_Task prompt_
Every entry, from the first to the last, should be written out exactly.

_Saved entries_
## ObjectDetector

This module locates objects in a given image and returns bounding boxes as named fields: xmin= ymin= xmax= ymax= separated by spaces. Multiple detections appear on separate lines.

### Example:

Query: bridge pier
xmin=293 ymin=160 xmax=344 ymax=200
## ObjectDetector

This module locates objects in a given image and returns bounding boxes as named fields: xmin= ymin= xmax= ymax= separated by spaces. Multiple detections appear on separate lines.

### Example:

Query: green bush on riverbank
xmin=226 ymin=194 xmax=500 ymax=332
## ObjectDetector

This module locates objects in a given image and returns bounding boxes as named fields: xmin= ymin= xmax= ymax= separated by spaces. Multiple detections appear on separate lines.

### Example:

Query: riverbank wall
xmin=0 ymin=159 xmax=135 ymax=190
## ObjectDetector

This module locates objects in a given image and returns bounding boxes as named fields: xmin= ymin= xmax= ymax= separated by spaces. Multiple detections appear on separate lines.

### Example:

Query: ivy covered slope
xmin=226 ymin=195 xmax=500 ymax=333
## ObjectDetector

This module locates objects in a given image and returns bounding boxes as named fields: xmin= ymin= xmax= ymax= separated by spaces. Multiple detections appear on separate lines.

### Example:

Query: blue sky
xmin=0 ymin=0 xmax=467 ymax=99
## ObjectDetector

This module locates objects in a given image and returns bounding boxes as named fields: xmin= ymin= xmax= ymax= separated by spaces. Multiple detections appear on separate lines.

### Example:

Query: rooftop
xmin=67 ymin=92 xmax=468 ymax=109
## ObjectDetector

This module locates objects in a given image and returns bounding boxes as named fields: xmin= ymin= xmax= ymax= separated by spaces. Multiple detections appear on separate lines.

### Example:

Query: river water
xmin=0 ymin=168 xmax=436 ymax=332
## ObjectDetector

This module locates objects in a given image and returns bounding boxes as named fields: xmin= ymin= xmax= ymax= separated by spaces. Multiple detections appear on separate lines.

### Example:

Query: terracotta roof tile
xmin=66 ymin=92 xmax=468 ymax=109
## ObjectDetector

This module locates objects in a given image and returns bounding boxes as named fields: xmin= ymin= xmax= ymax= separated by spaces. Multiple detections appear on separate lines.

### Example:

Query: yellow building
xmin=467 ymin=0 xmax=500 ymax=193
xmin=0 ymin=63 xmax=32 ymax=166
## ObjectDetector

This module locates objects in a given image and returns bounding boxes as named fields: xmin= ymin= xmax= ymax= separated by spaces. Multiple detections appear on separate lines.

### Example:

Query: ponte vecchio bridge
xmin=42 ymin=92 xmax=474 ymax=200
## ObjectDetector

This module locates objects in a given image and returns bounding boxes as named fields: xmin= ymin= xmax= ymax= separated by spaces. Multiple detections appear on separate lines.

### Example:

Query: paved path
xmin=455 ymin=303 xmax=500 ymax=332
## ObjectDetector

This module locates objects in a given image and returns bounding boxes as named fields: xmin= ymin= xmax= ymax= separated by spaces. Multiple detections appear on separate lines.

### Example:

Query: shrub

_Response box_
## ObjectDetector

This module locates objects in a given image and returns bounding boxes as named fields: xmin= ymin= xmax= ymax= separated by spaces. Multiple detections appear on separate lines.

### Example:

Query: bridge pier
xmin=293 ymin=160 xmax=344 ymax=200
## ObjectDetector

This module locates objects in a given image and returns bounding boxes as named fields: xmin= ymin= xmax= ymax= separated by spaces. Multiple detections appear on separate lines.

### Example:

Query: green bush on riverbank
xmin=226 ymin=194 xmax=500 ymax=332
## ObjectDetector

This module locates objects in a given image and returns bounding boxes as named fields: xmin= ymin= xmax= ymax= separated by spaces. Multiple detections appear on separate lines.

### Example:

Query: riverbank wall
xmin=0 ymin=159 xmax=135 ymax=190
## ObjectDetector

This module locates objects in a given image and returns bounding boxes as named fields: xmin= ymin= xmax= ymax= separated by spaces. Multiple detections appear on separate lines.

### Example:

Query: ivy covered slope
xmin=226 ymin=195 xmax=500 ymax=333
## ObjectDetector

This module locates objects in a given image and returns bounding boxes as named fields: xmin= ymin= xmax= ymax= separated by spaces. Multiple detections appear on separate lines.

### Example:

Query: blue sky
xmin=0 ymin=0 xmax=467 ymax=99
## ObjectDetector

This module locates objects in a given image and returns bounding boxes as named fields: xmin= ymin= xmax= ymax= separated by spaces. Multiple detections appear on separate lines.

### Example:

Query: rooftop
xmin=67 ymin=92 xmax=468 ymax=109
## ObjectDetector

This module locates objects in a given image and returns bounding boxes as named fields: xmin= ymin= xmax= ymax= separated by spaces. Multiple detections appear on separate lines.

### Example:

Query: river water
xmin=0 ymin=168 xmax=436 ymax=332
## ObjectDetector

This module locates objects in a given image and returns bounding boxes as named fields: xmin= ymin= xmax= ymax= separated by spaces. Multiple detections appear on separate lines.

### Example:

Query: terracotta roof tile
xmin=66 ymin=92 xmax=468 ymax=109
## ObjectDetector

This module locates objects in a given image and returns bounding boxes as named fields: xmin= ymin= xmax= ymax= separated by spaces. Multiple detections appear on separate lines.

### Example:

Query: yellow building
xmin=467 ymin=0 xmax=500 ymax=193
xmin=0 ymin=63 xmax=32 ymax=166
## ObjectDetector

This module locates objects in a given image and returns bounding boxes as named fields: xmin= ymin= xmax= ymax= separated by spaces. Multiple detections appear on separate lines.

### Example:

Query: ponte vecchio bridge
xmin=42 ymin=92 xmax=474 ymax=200
## ObjectDetector

This module locates objects in a given image and returns bounding boxes as named fields: xmin= ymin= xmax= ymax= separated by spaces. Multiple detections appear on separate lines.

### Example:

Query: paved path
xmin=455 ymin=303 xmax=500 ymax=332
## ObjectDetector

This module locates objects in a given image and returns bounding boxes as named fields: xmin= ymin= xmax= ymax= separated by spaces. Multiple detections appear on separate lines.

### Example:

Query: shrub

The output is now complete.